Passage:
The predicted rain started about 20 minutes into my journey. Basically a straight line along motorways through Valladolid to Santander. Now with lashing rain.
With little to focus on, the rain, wind, cold, thoughts of work, tax bills and corrupt, disenguinous government all start to darken the mood. I can feel the black dog nipping at my heels. Been here many times. Hopefully temporary. Time to gently guide him back to the kennel.
The cross winds are buffeting. You have to relax otherwise the wind hitting your body transfers to the handle bars.
What am going to do in Santander? I see a sign for Burgos (I imagine it’s pronounced how a Glaswegian would say a plural of beef burger?).
The rain and wind continue. I get to Burgos and it is coming heavier. My fingers are numb (right hand in particular, the grip on throttle restricts the circulation – I wiggle my fingers). I am bursting for pee. Fuel on empty. A petrol station (repsol sponsor honda so it’s fitting) assists on 2 of the 3 issues. On to the ‘centro’
I eventually park up unload everything and lock it. It seems a lovely place. On the Camino route if memory serves.
I find a pizza place. Order a 4 cheese pizza and order a coffee. They don’t do hot drinks! My coat and gloves are soaked. They only do one size of pizza. 14 euro. Enough for 2. I finish it. The guy cooking the pizzas has a chat and wishes me luck getting to Santander. He recommends a stop. I tell him I will call in. If the weather was better I would.

Stored rows:
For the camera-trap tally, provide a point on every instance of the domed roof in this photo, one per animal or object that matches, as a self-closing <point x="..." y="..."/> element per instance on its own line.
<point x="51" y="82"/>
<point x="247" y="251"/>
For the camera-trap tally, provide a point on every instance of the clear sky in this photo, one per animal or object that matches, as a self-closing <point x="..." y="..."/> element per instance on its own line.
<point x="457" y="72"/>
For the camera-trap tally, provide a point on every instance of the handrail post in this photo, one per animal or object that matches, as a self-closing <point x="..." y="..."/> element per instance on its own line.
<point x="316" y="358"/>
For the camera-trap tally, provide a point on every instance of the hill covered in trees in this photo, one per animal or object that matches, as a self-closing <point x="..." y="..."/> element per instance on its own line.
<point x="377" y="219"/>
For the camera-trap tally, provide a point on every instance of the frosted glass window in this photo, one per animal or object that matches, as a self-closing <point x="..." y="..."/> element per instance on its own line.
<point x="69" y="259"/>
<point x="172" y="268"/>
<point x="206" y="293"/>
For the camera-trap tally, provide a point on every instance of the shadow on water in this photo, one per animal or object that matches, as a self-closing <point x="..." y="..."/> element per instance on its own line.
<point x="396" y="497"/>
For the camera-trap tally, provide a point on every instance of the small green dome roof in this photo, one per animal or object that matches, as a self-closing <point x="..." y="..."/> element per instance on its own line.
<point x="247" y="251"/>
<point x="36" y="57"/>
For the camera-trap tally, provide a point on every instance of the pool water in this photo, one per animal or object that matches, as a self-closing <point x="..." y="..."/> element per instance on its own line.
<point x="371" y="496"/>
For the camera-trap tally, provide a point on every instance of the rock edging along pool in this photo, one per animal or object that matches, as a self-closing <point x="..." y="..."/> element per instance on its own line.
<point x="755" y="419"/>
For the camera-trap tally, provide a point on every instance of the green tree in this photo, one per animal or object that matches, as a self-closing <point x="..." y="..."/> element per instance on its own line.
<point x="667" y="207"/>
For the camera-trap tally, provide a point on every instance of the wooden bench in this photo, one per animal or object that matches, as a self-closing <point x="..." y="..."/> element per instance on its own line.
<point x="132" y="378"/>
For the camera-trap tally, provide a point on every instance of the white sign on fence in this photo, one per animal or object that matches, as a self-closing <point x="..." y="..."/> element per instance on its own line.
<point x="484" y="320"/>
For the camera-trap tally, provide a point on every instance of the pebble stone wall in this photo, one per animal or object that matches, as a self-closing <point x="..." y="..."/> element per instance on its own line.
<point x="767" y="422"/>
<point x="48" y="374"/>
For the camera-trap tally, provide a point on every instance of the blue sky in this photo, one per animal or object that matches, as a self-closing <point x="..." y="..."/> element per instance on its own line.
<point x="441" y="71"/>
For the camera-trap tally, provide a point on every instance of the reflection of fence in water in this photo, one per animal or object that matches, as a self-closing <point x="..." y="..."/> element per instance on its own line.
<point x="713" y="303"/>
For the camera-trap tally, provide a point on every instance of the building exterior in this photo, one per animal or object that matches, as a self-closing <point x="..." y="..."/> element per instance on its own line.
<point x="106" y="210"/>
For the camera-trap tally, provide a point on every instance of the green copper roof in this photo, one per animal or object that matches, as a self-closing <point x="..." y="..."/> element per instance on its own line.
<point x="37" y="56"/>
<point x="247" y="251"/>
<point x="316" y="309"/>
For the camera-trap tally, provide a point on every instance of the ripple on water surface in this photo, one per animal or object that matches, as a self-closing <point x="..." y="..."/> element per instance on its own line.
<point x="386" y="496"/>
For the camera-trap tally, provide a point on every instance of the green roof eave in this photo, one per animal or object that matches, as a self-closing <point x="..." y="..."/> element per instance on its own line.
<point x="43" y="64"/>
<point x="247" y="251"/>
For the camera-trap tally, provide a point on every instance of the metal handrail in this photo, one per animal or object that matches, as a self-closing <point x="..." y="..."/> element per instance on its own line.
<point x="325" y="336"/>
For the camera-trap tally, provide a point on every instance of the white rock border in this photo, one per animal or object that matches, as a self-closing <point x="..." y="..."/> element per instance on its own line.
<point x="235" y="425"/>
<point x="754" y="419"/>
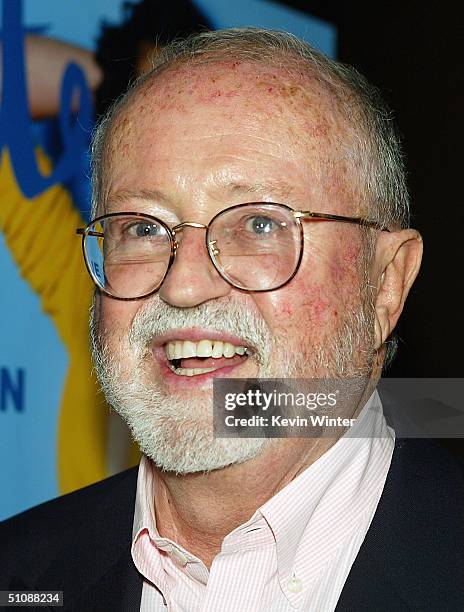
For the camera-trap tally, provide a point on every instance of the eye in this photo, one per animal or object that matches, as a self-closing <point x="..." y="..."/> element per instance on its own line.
<point x="144" y="229"/>
<point x="261" y="225"/>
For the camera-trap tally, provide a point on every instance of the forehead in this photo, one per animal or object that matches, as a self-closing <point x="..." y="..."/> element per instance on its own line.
<point x="230" y="117"/>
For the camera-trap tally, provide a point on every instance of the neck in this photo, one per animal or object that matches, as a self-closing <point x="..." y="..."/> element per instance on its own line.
<point x="199" y="510"/>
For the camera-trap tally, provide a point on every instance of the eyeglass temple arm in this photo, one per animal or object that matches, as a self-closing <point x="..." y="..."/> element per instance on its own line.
<point x="306" y="214"/>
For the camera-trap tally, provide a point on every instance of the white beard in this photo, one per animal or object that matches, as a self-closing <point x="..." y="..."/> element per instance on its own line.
<point x="176" y="431"/>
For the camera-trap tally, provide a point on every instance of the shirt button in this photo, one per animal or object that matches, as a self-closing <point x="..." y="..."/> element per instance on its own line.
<point x="180" y="557"/>
<point x="294" y="585"/>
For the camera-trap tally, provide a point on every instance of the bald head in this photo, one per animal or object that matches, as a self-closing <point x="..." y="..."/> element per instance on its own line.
<point x="296" y="74"/>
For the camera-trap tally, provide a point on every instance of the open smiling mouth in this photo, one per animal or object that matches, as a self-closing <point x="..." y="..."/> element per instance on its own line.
<point x="187" y="358"/>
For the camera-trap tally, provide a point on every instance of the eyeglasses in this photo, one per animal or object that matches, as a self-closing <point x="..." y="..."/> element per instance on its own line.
<point x="254" y="247"/>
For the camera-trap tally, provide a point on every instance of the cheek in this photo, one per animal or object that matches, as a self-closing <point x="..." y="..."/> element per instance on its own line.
<point x="315" y="300"/>
<point x="115" y="316"/>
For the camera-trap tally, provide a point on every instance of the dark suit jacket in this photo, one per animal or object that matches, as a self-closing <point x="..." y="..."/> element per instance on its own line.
<point x="411" y="559"/>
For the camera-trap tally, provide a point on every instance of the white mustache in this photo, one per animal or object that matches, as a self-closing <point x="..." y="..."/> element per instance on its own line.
<point x="223" y="315"/>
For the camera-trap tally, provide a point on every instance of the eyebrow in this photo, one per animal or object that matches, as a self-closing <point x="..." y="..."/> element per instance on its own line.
<point x="280" y="188"/>
<point x="269" y="188"/>
<point x="152" y="195"/>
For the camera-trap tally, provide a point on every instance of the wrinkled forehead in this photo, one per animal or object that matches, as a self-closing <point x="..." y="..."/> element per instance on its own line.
<point x="230" y="104"/>
<point x="235" y="90"/>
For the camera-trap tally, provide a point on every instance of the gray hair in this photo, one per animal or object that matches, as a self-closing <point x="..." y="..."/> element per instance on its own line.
<point x="374" y="147"/>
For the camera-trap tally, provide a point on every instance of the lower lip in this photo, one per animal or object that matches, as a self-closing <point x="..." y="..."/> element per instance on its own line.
<point x="197" y="380"/>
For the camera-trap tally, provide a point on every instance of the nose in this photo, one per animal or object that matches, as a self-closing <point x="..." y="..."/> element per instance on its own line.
<point x="192" y="278"/>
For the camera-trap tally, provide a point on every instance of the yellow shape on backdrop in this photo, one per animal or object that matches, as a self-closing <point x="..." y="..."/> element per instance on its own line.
<point x="40" y="234"/>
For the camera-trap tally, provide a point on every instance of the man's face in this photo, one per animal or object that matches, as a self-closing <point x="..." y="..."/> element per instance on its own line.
<point x="190" y="144"/>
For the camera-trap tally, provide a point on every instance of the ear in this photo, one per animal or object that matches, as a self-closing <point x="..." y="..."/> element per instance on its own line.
<point x="396" y="264"/>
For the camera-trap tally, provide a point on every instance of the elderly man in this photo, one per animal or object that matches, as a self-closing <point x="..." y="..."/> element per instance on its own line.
<point x="251" y="221"/>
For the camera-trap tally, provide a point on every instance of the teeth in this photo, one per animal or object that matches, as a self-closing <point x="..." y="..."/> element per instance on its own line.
<point x="188" y="349"/>
<point x="228" y="350"/>
<point x="217" y="349"/>
<point x="177" y="349"/>
<point x="204" y="348"/>
<point x="184" y="349"/>
<point x="191" y="371"/>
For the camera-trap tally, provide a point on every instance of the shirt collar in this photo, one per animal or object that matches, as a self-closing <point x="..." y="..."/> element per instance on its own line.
<point x="297" y="511"/>
<point x="345" y="475"/>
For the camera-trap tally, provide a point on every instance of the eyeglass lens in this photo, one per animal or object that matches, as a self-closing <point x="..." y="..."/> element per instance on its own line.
<point x="254" y="247"/>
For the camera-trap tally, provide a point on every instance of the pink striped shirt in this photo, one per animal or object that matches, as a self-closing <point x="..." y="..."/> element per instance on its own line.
<point x="297" y="549"/>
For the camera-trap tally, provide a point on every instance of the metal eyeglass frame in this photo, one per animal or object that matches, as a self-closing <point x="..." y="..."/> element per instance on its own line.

Work to do:
- A) In the account of the rainy motorcycle ride to Santander, how much did the pizza cost?
- B) Extend the account of the rainy motorcycle ride to Santander, starting after its last sentence.

Outputs by task:
- A) 14 euro.

- B)
I wander around and then decide to head off. The rain has subsided. There is a mountain road N623. It might be better than the dual carriageway, it’s mostly in the valley so sheltered from the wind (it is also an attempt to change focus from dark thoughts that niggle away). To get to the 623 I have to use a dual carriageway.
The side winds are frightening. I am leaning to go in a straight line. This is horrible. Luckily the roads are empty so being blown into another lane has less chance of consequences.
I turn off onto the N623. Initially the wind calms and then a few sections and it is back to being a matter of survival. I can see mountains up in front. The road carves through the huge lumps of rock. It is much more enjoyable. The winds are still an issue.
It is like a small scale grand canyon. The road changes again. Climbs higher. The mist soaks me again. I am torn between getting the hammer down and getting to the port before the weather turns for the worse or taking my time and accepting whatever comes.
I reach Santander. My worse fears, as per typical didn’t come to fruition, it was not a pleasant journey however.
I call in at a small cafe for a coffee (don’t even bother with tea anymore) and then on to find the port.
I manage to get on early and find my room. 8 x 8 ft with no window. Marvelous. I take a walk. I sit talking to couple but catch the eye of a familiar face. I have no idea who it is. So I ask. “Mate, I am sorry to interrupt but I know you …”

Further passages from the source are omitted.